What to produce :: Return, word for word, every entry in the listing below, but not its images.

Records ::
◇ ◇ ◇ ◇ ◇ ◇ ◇

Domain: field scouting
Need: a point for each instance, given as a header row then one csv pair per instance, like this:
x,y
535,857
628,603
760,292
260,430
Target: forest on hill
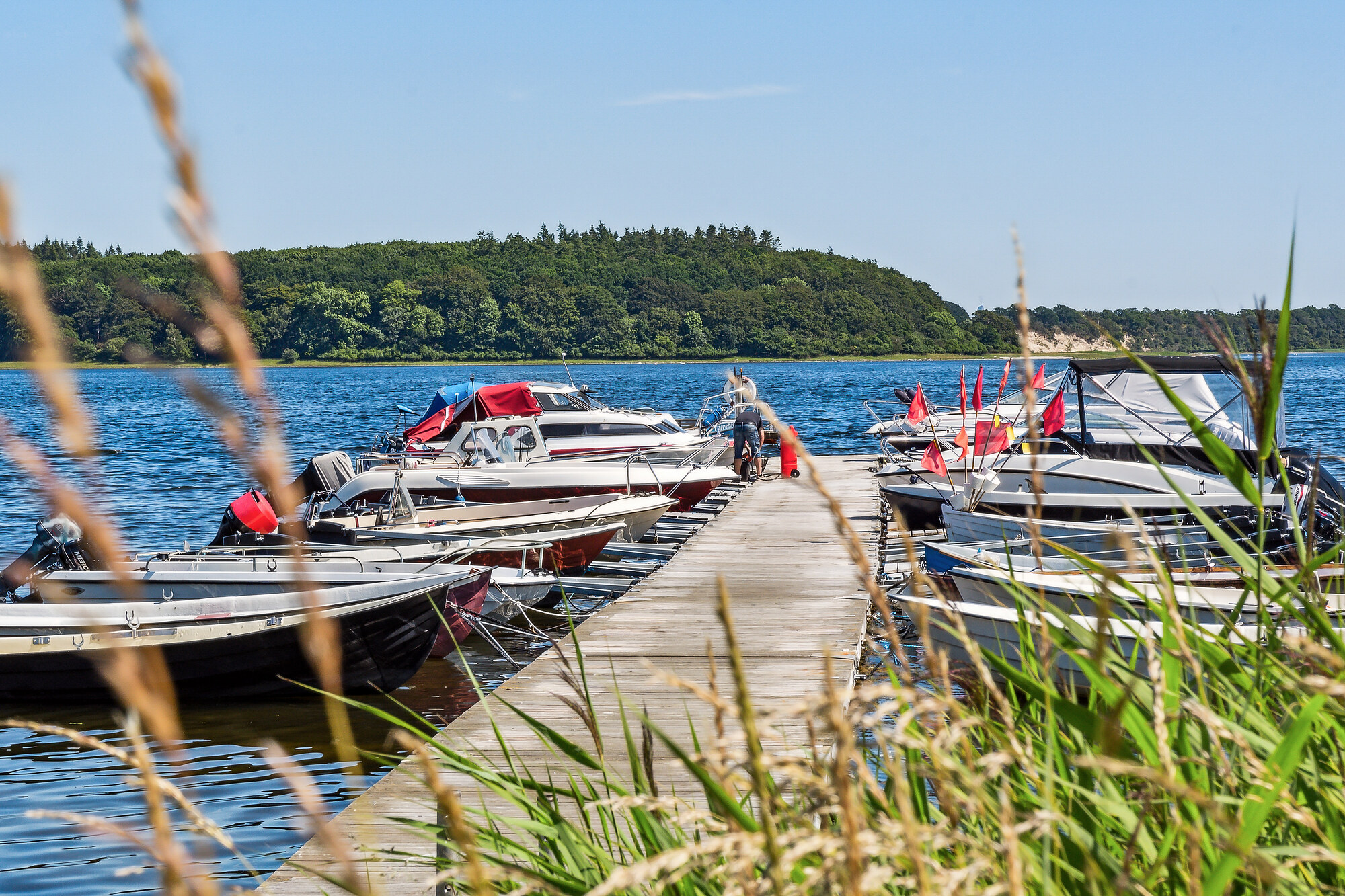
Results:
x,y
595,294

◇ ◇ ◇ ◇ ◇ ◇ ◇

Answer section ::
Domain: field scouting
Need: a point for each instance, given as a header row then one csv pair per instance, like this:
x,y
535,857
628,603
760,292
260,430
Target: forest on hill
Results:
x,y
595,294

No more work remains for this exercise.